When my cat runs toward me and hops in my lap, it’s all good. She’s tame. We sit together in a rocking chair, faces warmed by woodstove and sun.
But out in the woods I want what’s wild to stay wild.
- Erratics
When I was a kid, I’d find all sorts of tools in the woods. It always seemed strange. Why would a farmer leave behind a rake in the forest?
It wasn’t until I was older that I understood that tools I found in the woods had been left behind from when the land had been a field—that where I was standing had once been devoid of trees and could be again.
In the 1800s western Massachusetts was mostly fields. Forests had been cleared for pasture, turned into lumber and firewood. A neighbor once showed me a painting of her farm from that time. Instead of hills with mixed hardwoods, they were bald as a baby bird.
All this makes me want to know more about the people who farmed the land—and more about the land. What else is buried here that I can’t see?
It also makes me realize that I’m part of this constantly changing landscape. The forest continues to grow as I stride through it and I am part of that growth. What is it that I’m leaving behind? Carbon? Plastic micro-beads?

Exercises to complete
**A.** According to the passage, what was western Massachusetts mostly in the 1800s?
**B.** Summarize the passage in two sentences.
**C.** From the passage, return the text that begins at the words "It also makes"; stop after "Carbon? Plastic micro-beads?".

(Dataset entries)
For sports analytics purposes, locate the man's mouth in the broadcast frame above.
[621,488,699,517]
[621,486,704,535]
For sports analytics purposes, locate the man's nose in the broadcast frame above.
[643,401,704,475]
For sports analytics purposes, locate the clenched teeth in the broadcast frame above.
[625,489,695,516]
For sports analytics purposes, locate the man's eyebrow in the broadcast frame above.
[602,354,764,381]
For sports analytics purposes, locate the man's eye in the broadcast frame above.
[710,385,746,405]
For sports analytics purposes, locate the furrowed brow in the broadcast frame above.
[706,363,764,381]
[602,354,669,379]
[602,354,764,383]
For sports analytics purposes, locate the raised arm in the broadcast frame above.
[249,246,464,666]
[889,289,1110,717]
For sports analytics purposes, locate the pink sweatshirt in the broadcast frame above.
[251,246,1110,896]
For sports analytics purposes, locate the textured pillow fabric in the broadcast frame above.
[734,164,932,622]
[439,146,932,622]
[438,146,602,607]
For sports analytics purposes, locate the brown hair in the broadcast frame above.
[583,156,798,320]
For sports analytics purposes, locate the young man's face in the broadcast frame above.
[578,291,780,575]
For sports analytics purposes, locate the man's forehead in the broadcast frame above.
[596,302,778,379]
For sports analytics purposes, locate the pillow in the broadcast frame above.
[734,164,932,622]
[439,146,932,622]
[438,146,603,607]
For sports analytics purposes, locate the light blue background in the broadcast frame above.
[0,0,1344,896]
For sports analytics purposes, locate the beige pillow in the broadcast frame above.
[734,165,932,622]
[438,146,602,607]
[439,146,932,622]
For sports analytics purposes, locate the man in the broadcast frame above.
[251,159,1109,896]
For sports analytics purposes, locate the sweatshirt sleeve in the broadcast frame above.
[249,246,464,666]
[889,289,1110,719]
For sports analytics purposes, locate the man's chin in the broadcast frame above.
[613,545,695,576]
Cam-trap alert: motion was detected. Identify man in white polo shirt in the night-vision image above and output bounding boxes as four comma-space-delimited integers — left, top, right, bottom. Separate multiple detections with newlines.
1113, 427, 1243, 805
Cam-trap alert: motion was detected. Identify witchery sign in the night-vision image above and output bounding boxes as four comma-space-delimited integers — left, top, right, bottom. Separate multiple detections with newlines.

Answers for the tasks
**A.** It was mostly fields.

**B.** As a child, the writer found tools in the woods and later understood that they were left from when the land had been a field, since in the 1800s western Massachusetts was mostly fields cleared of forest. This makes the writer want to know more about the people who farmed the land and about the land itself, and it prompts the realization that the writer is part of this constantly changing landscape.

**C.**
It also makes me realize that I’m part of this constantly changing landscape. The forest continues to grow as I stride through it and I am part of that growth. What is it that I’m leaving behind? Carbon? Plastic micro-beads?